* RECORD LIST:
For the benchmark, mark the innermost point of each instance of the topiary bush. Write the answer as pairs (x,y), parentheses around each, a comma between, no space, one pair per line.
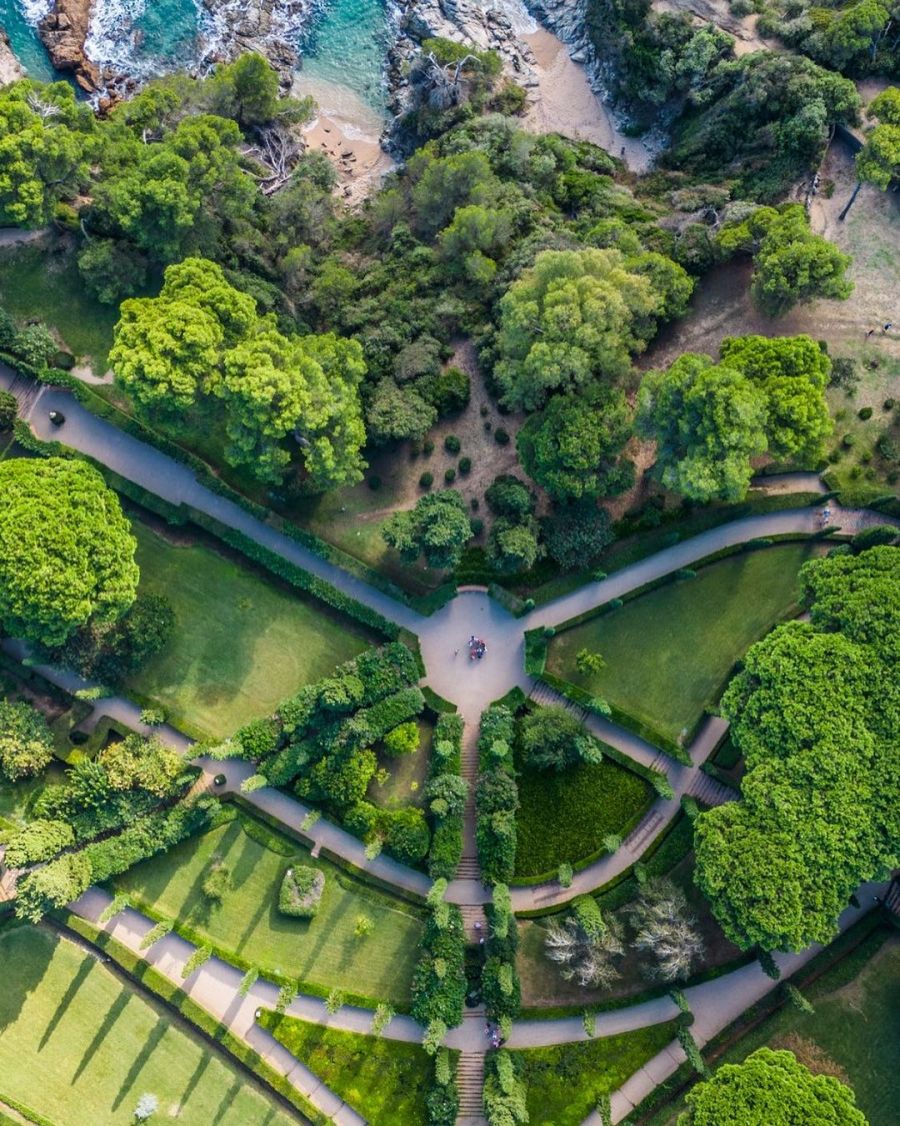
(301,892)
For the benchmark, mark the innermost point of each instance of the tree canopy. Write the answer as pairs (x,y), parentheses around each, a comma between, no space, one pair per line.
(67,553)
(816,711)
(573,318)
(202,340)
(437,527)
(791,264)
(773,1088)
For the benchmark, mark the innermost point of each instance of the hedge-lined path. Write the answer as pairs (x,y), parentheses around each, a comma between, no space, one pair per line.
(215,989)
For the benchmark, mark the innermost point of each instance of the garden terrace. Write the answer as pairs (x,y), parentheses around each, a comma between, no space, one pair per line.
(386,1081)
(80,1047)
(246,928)
(670,650)
(241,644)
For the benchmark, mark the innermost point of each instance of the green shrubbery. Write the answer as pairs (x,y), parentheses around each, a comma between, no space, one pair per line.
(301,892)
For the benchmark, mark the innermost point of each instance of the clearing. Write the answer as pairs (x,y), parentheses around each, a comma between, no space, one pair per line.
(669,651)
(79,1047)
(241,644)
(247,928)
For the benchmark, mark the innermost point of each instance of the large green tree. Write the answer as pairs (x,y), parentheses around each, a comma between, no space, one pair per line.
(709,420)
(437,527)
(573,447)
(573,318)
(879,161)
(202,341)
(67,553)
(816,712)
(772,1088)
(791,264)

* WHAT NEEDS TO BE DONE: Reproduce each line of the records above word for word, omitting the picture.

* SOLUTION FOR THIS PROBLEM:
For the benchmark, mark the innermost point of each instance of the topiary bush. Write the answer as pairs (x,y), parentheses around each, a comma between, no space, one pair per line.
(301,892)
For the benchmark, mark the innermost point of each instance of the tree canopy. Write the answer as pairs (x,y), parentheses around each, a comma between, no space, one pair per line.
(67,553)
(816,711)
(573,318)
(202,340)
(437,527)
(791,264)
(773,1088)
For the benchmark, mark the innermost point of each instance of the hedge-lined path. Write the answer as pairs (x,y), parentheses around each, a comma between, no space, one pair per line.
(215,989)
For the benchmark, mark the innermost point of each instance of the garden terrace. Write the answer as pairs (x,y), parentheses around each, a comma between, no space, one pair per line.
(386,1081)
(80,1047)
(246,928)
(670,650)
(241,644)
For the benchmark, mark the innermost point of each instance of the green shrubbery. Write the answer as pairs (x,y), parentheses around each, a comma between, no space, one pair per line.
(301,892)
For the benchmark, mark the innermost point of each instance of the clearing. Write the answer as pairs (x,y), parentheses around each, a comma between, no space, one pair per line.
(669,651)
(79,1047)
(241,644)
(247,928)
For the benchmark, mark the innermost point of each instance of the large green tree. Write the answer as pairs (x,y), parentheses around each, a comma between, no space, one pair per line.
(709,420)
(437,527)
(573,447)
(573,318)
(879,161)
(202,341)
(67,553)
(816,712)
(772,1088)
(791,264)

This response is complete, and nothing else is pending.